§ GOAL: Can you rewrite every line of the listing below with "each instance" replaced by "every instance" and nothing else changed? Omit the pictures from your version.

Excerpts of location labeling data:
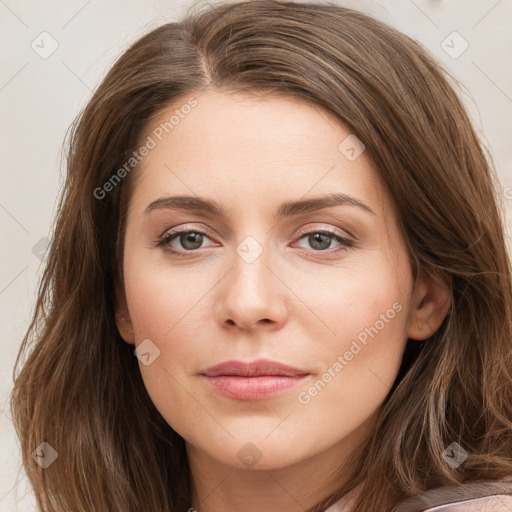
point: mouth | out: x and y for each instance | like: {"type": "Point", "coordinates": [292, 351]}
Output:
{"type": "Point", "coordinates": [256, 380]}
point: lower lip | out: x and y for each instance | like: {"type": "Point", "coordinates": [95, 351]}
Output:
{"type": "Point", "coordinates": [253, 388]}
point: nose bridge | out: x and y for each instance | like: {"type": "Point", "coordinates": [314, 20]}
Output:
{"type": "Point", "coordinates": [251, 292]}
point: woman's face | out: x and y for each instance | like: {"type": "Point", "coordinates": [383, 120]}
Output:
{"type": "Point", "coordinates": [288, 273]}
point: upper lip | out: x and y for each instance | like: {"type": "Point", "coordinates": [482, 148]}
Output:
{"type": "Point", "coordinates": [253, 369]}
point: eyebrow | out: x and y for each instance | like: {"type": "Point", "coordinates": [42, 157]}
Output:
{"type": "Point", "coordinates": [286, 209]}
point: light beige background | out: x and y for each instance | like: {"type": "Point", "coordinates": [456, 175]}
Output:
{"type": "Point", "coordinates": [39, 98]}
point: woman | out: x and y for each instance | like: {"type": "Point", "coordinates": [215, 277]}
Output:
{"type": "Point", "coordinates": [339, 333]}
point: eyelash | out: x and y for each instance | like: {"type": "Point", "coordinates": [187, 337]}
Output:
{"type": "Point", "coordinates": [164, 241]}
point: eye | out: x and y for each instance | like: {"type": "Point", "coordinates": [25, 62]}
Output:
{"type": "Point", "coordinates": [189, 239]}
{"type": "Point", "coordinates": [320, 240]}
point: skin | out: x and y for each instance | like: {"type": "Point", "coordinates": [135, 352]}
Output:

§ EXPECTED OUTPUT:
point: mouth | out: x and y for every instance | like: {"type": "Point", "coordinates": [292, 351]}
Output:
{"type": "Point", "coordinates": [256, 380]}
point: lower lip | out: x and y for every instance | like: {"type": "Point", "coordinates": [95, 351]}
Output:
{"type": "Point", "coordinates": [253, 388]}
point: nose bridge | out: x and y for every instance | like: {"type": "Point", "coordinates": [314, 20]}
Output:
{"type": "Point", "coordinates": [251, 292]}
point: woman's face | out: x and y for every instance | like: {"type": "Point", "coordinates": [383, 120]}
Output:
{"type": "Point", "coordinates": [288, 273]}
point: upper lip | out: x and y for every instance | like: {"type": "Point", "coordinates": [482, 148]}
Output:
{"type": "Point", "coordinates": [253, 369]}
point: eyebrow | out: x and y for every instance | like: {"type": "Point", "coordinates": [42, 157]}
Output:
{"type": "Point", "coordinates": [286, 209]}
point: light beige background | out: x and y for every instance | like: {"type": "Point", "coordinates": [456, 175]}
Output:
{"type": "Point", "coordinates": [39, 98]}
point: woman | out: x and y for every instance | like: {"type": "Point", "coordinates": [215, 277]}
Output:
{"type": "Point", "coordinates": [339, 333]}
point: eyelash | out: x and y for every instance | like: {"type": "Point", "coordinates": [187, 337]}
Output:
{"type": "Point", "coordinates": [164, 241]}
point: eye | out: x and y for every instance | like: {"type": "Point", "coordinates": [25, 62]}
Output:
{"type": "Point", "coordinates": [189, 239]}
{"type": "Point", "coordinates": [320, 240]}
point: skin | out: x and y for every instance | like: {"type": "Point", "coordinates": [135, 352]}
Output:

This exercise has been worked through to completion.